YOUR INSTRUCTIONS:
Retype the passage below on talking with a nonverbal child, starting at "You can do the" and ending at "or Simon Says).".

EXERCISE PASSAGE:
━━━

Instead of “bring me the wipes, please,” try “bring wipes” until compliance is achieved. Then try for “bring me wipes.” Next is “bring me wipes, please.” Aim for, “I require the use of the lightly moistened towelettes, child, fetch them posthaste.” (That’s a joke.)
You don’t have to speak in a sing-song tone or talk veeerry slowly when meeting a nonverbal child. Just use shorter sentences.
Leave Space for a Reply
It’s a delicate art, filling silence while also leaving spaces for replies that aren’t coming; but you’ll get it with practice.
I want Big A to understand the ebb and flow of conversation and that his conversational contributions matter. Giving him space to respond (or not) is how I show him that respect.
You can do the same by observing (or asking about) the habits and preferences of a nonverbal child, asking about those topics, and leaving space for replies. If no verbal ones are coming, remark on the nonverbal ones. If no response comes at all, keep interacting, asking questions, and pausing for replies.
We practice imitation with Big A every day. Sometimes it’s just some casual mirroring, other times it’s more complicated games (like Follow the Leader or Simon Says).
Encouraging mimicking is a great way to teach skills (“brush your teeth like this, can you stand on one foot like me, etc.”), foster feelings of closeness and silliness, and encourage pro-social exchanges.

━━━

SOURCE INFORMATION:

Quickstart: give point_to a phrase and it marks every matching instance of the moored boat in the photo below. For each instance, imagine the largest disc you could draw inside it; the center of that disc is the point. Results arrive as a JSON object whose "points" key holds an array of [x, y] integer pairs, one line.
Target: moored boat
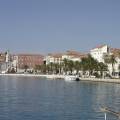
{"points": [[71, 78]]}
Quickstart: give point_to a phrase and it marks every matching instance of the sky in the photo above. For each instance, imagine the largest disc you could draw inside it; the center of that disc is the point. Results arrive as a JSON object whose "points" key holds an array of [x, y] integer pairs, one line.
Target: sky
{"points": [[44, 26]]}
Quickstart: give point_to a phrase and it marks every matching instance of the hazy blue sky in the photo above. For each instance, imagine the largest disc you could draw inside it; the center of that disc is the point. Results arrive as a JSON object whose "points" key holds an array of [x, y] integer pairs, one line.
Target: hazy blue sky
{"points": [[42, 26]]}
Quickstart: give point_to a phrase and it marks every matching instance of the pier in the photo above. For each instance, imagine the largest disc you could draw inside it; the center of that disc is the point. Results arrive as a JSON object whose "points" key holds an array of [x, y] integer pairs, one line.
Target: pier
{"points": [[106, 110]]}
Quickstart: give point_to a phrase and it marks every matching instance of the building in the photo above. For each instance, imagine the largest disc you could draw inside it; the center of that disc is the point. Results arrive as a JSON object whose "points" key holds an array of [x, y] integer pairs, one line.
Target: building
{"points": [[73, 55], [99, 52], [5, 62], [53, 58], [29, 60]]}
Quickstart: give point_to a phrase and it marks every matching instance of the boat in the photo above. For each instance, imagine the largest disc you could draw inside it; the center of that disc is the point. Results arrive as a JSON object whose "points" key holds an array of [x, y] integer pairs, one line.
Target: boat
{"points": [[71, 78]]}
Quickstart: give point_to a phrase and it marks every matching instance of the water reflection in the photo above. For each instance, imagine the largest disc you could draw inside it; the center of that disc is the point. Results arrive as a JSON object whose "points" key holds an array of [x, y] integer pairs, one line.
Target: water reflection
{"points": [[27, 98]]}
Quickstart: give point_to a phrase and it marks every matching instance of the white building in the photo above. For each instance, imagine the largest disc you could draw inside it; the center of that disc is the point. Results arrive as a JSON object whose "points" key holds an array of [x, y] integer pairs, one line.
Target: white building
{"points": [[73, 55], [99, 52], [53, 58]]}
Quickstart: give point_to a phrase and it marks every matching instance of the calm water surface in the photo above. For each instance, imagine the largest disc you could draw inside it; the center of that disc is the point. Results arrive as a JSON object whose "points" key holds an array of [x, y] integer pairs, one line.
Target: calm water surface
{"points": [[29, 98]]}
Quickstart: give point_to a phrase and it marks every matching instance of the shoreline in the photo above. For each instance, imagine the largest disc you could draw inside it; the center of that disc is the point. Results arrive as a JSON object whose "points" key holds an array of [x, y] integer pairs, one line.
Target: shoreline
{"points": [[62, 77], [101, 80]]}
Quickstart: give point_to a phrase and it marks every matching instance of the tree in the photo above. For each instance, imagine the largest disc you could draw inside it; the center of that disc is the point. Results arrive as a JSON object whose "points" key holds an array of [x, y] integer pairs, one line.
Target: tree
{"points": [[110, 59], [102, 68], [25, 67], [77, 66]]}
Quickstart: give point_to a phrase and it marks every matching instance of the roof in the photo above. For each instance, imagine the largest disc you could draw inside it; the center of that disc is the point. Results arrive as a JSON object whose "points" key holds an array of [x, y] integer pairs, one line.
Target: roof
{"points": [[75, 54], [25, 54], [99, 47], [55, 55], [115, 51]]}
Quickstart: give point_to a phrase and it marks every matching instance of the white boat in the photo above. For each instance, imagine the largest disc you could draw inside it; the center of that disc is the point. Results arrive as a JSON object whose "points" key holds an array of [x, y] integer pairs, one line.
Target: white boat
{"points": [[71, 78]]}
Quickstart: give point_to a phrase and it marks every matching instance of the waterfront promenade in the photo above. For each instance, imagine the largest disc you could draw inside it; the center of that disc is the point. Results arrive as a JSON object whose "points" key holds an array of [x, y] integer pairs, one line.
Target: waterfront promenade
{"points": [[62, 77]]}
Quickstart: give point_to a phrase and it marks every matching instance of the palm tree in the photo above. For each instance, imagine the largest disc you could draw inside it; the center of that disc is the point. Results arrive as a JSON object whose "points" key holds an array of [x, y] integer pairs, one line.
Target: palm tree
{"points": [[70, 66], [65, 65], [25, 67], [77, 66], [102, 67]]}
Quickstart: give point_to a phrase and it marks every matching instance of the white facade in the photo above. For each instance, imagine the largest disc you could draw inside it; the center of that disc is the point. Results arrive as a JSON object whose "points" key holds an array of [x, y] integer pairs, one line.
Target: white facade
{"points": [[71, 57], [99, 52]]}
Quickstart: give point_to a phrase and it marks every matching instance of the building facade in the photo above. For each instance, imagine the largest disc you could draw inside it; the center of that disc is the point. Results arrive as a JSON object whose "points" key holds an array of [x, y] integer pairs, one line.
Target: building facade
{"points": [[29, 60]]}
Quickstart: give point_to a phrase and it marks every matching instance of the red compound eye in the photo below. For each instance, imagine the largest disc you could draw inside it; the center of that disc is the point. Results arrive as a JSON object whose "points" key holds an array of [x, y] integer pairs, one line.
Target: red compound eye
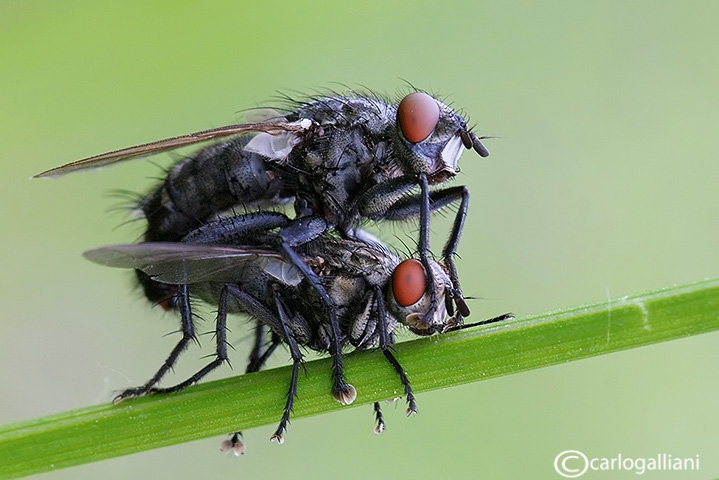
{"points": [[409, 282], [418, 114]]}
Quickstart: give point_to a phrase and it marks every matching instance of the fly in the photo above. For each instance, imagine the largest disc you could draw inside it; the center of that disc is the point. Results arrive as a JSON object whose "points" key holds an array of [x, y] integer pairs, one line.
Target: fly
{"points": [[340, 159], [372, 290]]}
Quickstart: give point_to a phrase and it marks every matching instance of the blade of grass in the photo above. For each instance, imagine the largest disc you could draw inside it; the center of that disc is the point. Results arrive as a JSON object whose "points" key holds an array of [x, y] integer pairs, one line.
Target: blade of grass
{"points": [[248, 401]]}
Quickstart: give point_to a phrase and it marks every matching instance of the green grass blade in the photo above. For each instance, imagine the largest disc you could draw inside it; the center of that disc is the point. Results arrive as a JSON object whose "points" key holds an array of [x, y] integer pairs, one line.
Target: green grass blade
{"points": [[240, 403]]}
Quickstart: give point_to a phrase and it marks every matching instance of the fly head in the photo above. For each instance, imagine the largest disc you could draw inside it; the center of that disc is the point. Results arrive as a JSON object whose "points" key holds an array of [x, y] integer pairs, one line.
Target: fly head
{"points": [[409, 301], [430, 137]]}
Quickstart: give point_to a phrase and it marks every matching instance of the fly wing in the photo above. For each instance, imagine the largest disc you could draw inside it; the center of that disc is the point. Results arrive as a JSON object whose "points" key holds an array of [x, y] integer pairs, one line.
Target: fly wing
{"points": [[272, 127], [182, 263]]}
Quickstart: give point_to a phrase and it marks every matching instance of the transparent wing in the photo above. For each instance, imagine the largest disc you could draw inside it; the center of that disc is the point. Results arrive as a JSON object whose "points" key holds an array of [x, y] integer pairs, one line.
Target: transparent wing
{"points": [[273, 127], [182, 263]]}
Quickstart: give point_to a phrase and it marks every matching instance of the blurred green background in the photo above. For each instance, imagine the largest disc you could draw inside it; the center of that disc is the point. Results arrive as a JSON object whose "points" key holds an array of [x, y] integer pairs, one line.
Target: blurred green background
{"points": [[603, 182]]}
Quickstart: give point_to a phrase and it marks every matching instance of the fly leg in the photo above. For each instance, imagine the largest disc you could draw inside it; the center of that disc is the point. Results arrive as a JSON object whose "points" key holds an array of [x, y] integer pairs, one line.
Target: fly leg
{"points": [[257, 356], [220, 353], [296, 363], [301, 231], [279, 324], [385, 345], [188, 335]]}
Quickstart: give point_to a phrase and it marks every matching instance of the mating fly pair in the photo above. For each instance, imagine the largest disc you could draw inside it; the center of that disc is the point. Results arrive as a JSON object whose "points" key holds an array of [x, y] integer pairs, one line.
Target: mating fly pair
{"points": [[341, 160]]}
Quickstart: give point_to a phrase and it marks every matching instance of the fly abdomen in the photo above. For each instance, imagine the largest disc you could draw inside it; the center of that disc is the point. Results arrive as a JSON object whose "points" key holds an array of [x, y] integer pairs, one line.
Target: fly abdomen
{"points": [[216, 179], [198, 189]]}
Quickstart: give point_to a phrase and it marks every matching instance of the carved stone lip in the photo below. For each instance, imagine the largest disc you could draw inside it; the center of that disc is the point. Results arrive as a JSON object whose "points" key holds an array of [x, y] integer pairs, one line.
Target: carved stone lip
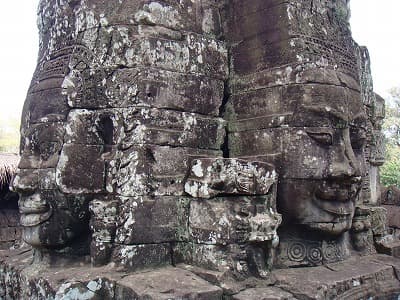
{"points": [[34, 211], [31, 220], [339, 208]]}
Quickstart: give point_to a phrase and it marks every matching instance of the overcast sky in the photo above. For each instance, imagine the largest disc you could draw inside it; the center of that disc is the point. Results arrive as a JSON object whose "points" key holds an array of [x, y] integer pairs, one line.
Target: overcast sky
{"points": [[374, 24]]}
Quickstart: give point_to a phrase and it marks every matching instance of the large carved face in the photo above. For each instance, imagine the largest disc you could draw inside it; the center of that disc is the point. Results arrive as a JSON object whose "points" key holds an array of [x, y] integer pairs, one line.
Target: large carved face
{"points": [[315, 135], [322, 159], [54, 212]]}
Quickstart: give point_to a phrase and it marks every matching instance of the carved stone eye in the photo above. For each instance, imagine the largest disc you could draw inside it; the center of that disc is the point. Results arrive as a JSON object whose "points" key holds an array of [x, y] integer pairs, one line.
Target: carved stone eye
{"points": [[322, 138], [358, 138]]}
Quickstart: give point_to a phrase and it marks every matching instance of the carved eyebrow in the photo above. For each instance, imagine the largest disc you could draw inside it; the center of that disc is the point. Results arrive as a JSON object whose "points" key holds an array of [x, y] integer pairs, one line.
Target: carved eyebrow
{"points": [[360, 117], [324, 110]]}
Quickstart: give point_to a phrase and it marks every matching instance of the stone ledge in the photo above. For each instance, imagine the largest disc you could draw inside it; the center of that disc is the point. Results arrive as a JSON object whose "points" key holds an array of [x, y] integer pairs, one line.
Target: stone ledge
{"points": [[356, 278]]}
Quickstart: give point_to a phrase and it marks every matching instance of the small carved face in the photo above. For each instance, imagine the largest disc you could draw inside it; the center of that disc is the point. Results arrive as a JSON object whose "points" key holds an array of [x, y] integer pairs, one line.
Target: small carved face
{"points": [[322, 162]]}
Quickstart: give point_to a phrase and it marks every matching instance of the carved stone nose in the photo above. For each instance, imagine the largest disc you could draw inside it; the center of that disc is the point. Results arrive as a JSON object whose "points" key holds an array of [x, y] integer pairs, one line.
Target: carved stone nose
{"points": [[25, 181]]}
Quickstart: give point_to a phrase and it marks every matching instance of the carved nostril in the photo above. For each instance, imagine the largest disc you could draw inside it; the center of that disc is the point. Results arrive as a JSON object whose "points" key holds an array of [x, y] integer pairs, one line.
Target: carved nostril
{"points": [[25, 181]]}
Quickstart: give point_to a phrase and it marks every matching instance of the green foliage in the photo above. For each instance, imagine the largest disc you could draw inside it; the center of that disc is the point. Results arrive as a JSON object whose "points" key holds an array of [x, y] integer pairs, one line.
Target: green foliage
{"points": [[390, 171], [9, 134]]}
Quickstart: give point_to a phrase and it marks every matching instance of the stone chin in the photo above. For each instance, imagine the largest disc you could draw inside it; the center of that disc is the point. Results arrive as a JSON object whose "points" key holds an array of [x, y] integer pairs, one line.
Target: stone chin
{"points": [[332, 228], [45, 226], [318, 206]]}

━━━

TASK RESPONSE:
You can do the same by observing (or asking about) the habits and preferences of a nonverbal child, asking about those topics, and leaving space for replies. If no verbal ones are coming, remark on the nonverbal ones. If no response comes at all, keep interacting, asking questions, and pausing for replies.
We practice imitation with Big A every day. Sometimes it’s just some casual mirroring, other times it’s more complicated games (like Follow the Leader or Simon Says).